*RECORDS TO USE*:
Segment Open

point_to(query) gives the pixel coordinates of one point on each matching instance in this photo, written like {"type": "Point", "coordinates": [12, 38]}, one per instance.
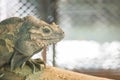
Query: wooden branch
{"type": "Point", "coordinates": [50, 73]}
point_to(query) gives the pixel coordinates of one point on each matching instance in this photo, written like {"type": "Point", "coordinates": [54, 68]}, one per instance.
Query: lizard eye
{"type": "Point", "coordinates": [46, 30]}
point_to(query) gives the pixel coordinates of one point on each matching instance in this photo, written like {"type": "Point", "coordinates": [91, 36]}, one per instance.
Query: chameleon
{"type": "Point", "coordinates": [21, 38]}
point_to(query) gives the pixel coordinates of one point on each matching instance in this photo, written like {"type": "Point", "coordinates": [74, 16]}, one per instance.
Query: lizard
{"type": "Point", "coordinates": [21, 38]}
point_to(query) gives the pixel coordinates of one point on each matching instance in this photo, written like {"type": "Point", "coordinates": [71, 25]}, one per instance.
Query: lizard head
{"type": "Point", "coordinates": [42, 33]}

Segment Closed

Reproduce exactly the stretch of lines that starts at the one containing "Query: lizard eye" and ends with the final line of the data, including both ends and nothing more.

Query: lizard eye
{"type": "Point", "coordinates": [46, 30]}
point_to(query) gives the pixel coordinates of one point on each matching instance in this photo, written like {"type": "Point", "coordinates": [91, 36]}, one per instance.
Query: chameleon
{"type": "Point", "coordinates": [21, 38]}
point_to(query) gives the pixel coordinates of one point on each matching instance in this photo, written like {"type": "Point", "coordinates": [74, 16]}, one per instance.
Query: lizard
{"type": "Point", "coordinates": [21, 38]}
point_to(query) gives the pixel coordinates of one point on each matching instance in this photo, written like {"type": "Point", "coordinates": [71, 25]}, one per instance.
Query: lizard head
{"type": "Point", "coordinates": [42, 33]}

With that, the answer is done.